_Text section:_
┌──
It must be acknowledged that not only does Ford understand disarmament advocates like few other conservatives, but, odds are, his judgment is sound when he asserts that whether or not we disarm has no bearing whatsoever on the plans of states that hope to acquire or develop nuclear weapons. Still, it behooves us to look at the issue from the vantage point of a small nation, to which 50 nuclear weapons is the stuff of daydreams. The 1,500 to which new START binds Russia and the United States (if ratified by the Senate, which looks less and less likely since the elections) still constitutes an arsenal unimaginable in its immensity.

Furthermore, to the "street" in those nations, the idea that not only can't you have nuclear weapons when others do, but that the nation with the most nukes is leading the call to deprive you of any, not only violates your sense of fair play at its most fundamental level, but is capable of inducing outright cognitive dissonance. In addition, while, deep down, the nation's statesmen likely share those sentiments, they may also feel that the reading of Article IV alluded to above is, at worst, counterintuitive; at best, legalistic.
└──
_Listed records:_
┌──
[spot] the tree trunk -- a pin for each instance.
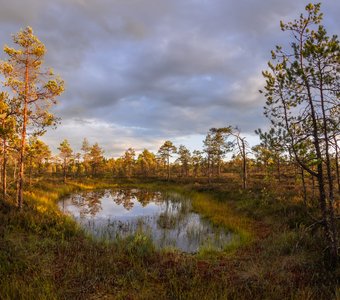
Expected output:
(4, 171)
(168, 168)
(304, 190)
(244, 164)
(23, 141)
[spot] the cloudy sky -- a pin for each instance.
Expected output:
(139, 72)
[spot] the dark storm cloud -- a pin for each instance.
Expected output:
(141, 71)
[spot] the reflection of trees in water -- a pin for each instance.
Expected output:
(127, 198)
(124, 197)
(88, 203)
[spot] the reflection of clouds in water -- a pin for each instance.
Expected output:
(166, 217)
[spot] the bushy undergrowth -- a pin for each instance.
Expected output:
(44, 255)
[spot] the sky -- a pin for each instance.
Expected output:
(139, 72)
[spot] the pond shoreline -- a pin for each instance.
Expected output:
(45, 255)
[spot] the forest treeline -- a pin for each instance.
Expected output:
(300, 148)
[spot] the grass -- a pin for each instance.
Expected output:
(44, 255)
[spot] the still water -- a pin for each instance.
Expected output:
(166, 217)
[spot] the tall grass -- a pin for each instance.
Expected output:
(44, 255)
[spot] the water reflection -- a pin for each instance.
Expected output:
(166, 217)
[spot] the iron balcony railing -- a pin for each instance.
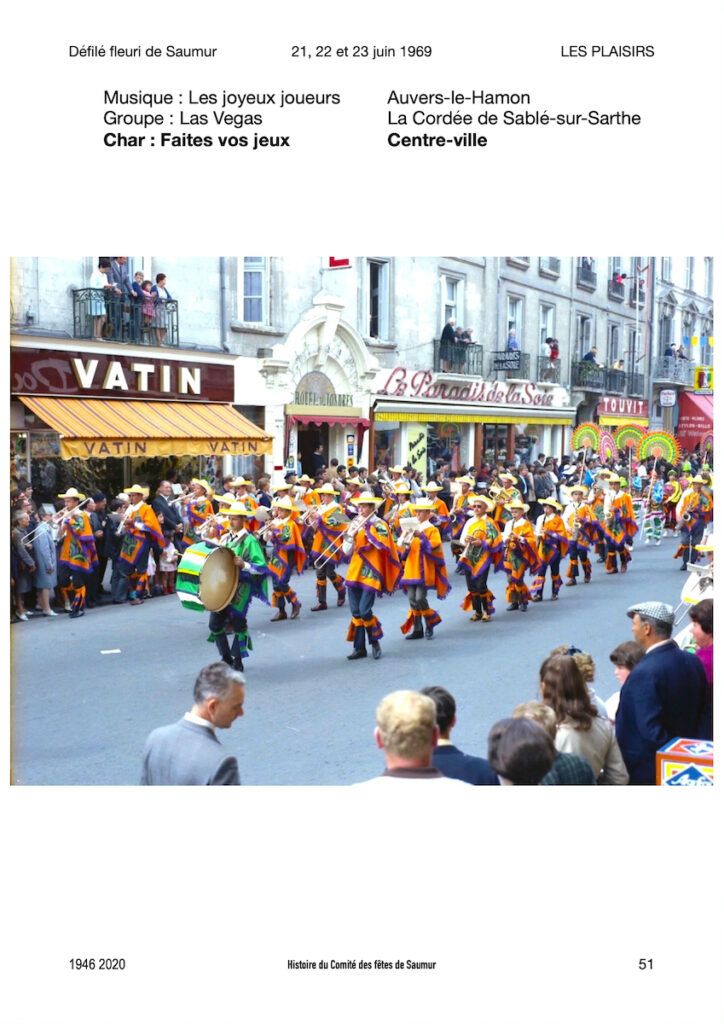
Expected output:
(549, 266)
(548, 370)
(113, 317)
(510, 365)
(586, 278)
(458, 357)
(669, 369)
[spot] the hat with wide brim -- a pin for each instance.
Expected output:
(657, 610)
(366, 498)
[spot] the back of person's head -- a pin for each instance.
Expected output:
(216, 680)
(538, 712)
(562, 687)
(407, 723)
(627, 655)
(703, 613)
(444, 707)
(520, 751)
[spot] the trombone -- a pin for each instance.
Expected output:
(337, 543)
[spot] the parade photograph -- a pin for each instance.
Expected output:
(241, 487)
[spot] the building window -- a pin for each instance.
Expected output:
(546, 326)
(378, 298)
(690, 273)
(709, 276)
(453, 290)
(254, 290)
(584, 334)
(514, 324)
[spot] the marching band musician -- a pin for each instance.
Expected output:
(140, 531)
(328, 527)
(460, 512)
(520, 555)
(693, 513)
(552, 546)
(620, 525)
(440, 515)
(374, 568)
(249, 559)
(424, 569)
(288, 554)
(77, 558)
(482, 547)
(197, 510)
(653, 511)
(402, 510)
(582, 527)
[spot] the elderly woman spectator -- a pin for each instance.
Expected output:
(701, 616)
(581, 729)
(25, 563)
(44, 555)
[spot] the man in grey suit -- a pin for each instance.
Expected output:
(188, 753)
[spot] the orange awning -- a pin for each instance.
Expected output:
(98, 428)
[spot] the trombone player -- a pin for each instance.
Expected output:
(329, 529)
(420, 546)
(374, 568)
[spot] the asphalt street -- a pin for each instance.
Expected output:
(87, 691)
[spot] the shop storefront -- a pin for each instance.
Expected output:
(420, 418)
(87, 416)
└──
_What to work on:_
1/ According to the passage on nuclear disarmament, how many nuclear weapons does new START bind Russia and the United States to?
2/ Repeat word for word the part of the passage on nuclear disarmament that begins at the words "Furthermore, to the" and stops after "at best, legalistic.".
The data above is separate material and has no connection to the passage on nuclear disarmament.

_Answers to the exercise:_
1/ 1,500

2/
Furthermore, to the "street" in those nations, the idea that not only can't you have nuclear weapons when others do, but that the nation with the most nukes is leading the call to deprive you of any, not only violates your sense of fair play at its most fundamental level, but is capable of inducing outright cognitive dissonance. In addition, while, deep down, the nation's statesmen likely share those sentiments, they may also feel that the reading of Article IV alluded to above is, at worst, counterintuitive; at best, legalistic.